Copy out the entries exactly, from the first line to the last.
==*==
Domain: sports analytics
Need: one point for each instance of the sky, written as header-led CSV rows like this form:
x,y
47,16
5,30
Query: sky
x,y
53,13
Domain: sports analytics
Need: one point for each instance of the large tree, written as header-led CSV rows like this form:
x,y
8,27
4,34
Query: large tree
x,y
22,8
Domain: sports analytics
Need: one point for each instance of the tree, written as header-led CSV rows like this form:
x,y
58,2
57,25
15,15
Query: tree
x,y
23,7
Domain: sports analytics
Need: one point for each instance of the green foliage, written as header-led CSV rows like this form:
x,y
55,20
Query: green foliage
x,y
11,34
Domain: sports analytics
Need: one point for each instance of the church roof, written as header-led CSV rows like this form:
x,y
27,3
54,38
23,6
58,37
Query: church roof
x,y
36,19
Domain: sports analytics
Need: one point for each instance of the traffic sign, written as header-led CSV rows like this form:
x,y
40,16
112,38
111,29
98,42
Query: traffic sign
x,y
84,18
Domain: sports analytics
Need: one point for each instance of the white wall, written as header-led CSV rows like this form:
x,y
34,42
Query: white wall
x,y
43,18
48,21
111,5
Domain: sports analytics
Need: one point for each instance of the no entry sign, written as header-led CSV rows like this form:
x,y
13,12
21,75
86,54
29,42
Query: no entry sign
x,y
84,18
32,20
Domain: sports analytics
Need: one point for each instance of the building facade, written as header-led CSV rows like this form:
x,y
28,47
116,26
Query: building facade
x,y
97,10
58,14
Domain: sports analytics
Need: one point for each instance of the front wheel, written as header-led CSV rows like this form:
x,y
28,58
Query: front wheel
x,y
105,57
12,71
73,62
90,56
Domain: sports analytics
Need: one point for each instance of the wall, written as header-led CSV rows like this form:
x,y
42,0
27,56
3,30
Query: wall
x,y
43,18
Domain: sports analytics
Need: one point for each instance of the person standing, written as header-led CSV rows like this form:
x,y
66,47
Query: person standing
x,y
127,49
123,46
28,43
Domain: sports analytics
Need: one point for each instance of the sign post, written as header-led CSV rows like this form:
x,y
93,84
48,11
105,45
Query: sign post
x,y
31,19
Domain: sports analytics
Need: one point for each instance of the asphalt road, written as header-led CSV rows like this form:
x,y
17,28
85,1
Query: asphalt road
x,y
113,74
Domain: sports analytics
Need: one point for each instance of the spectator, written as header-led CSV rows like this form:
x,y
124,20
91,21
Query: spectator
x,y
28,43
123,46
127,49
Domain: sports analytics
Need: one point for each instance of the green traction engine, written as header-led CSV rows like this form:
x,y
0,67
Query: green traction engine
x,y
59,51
==*==
- [OUTPUT OF THE TASK]:
Domain: sports analytics
Need: one point for each instance of the sky, written as header-led CSV rows like this form:
x,y
47,16
5,30
Query: sky
x,y
53,13
Domain: sports analytics
Need: one point for each instance of the large tree, written as header-led CSV rows like this form:
x,y
8,27
4,34
Query: large tree
x,y
22,8
Domain: sports analytics
Need: one point for each instance of the tree, written as header-led CSV rows like this form:
x,y
58,2
57,25
15,15
Query: tree
x,y
23,7
Domain: sports analytics
Need: one point for each instance of the green foliage, written as header-led CSV rows like this form:
x,y
55,20
Query: green foliage
x,y
11,34
Domain: sports analytics
Need: one point for each instance of the church roof, written as header-led CSV rows like this form:
x,y
27,3
54,38
23,6
58,37
Query: church roof
x,y
36,19
Domain: sports analytics
Need: one point for each instance of the traffic sign, written as header-led CSV rows like this form:
x,y
40,16
112,38
111,29
98,42
Query: traffic sign
x,y
84,18
Domain: sports analytics
Need: one point for each instance of the white wall, written as header-led CSV rows like this form:
x,y
34,42
Query: white wall
x,y
43,18
48,21
111,5
Domain: sports analytics
Need: one point for each instance of the no entry sign, written as header-led CSV rows like this form:
x,y
13,12
21,75
86,54
29,42
Query: no entry sign
x,y
84,18
32,20
Domain: sports analytics
Need: one point for each instance of the building facade, written as header-led CSV rows like this form:
x,y
28,47
116,26
Query: building facade
x,y
97,10
58,14
Domain: sports analytics
Need: one point for each instance of the front wheel, written as header-led CSV rows like this form:
x,y
28,58
Query: front wheel
x,y
105,57
12,71
73,62
90,56
Domain: sports analytics
Need: one point for each instance of the wall, written as header-led CSV rows like this form:
x,y
42,0
27,56
3,30
Query: wall
x,y
43,18
Domain: sports analytics
Need: one point for each instance of the person standing, written as header-led CSV rows like this form:
x,y
66,47
Query: person standing
x,y
127,49
123,46
28,43
Domain: sports analytics
Need: one point for each instance of the sign post, written as header-led CSV rows like this form:
x,y
93,84
48,11
105,45
Query: sign post
x,y
31,19
Domain: sports analytics
Need: one point for each instance of the asphalt road, written as header-led CSV rows like this form:
x,y
17,28
85,1
Query: asphalt road
x,y
113,74
Domain: sports analytics
Need: one point for each instance of the spectator, written as header-led CSV rows like this form:
x,y
124,20
91,21
Query: spectator
x,y
28,43
123,46
127,49
Domain: sports analytics
Need: one point for each instance of the green traction engine, written as header-led CSV rows like this form:
x,y
0,67
Query: green traction engine
x,y
59,51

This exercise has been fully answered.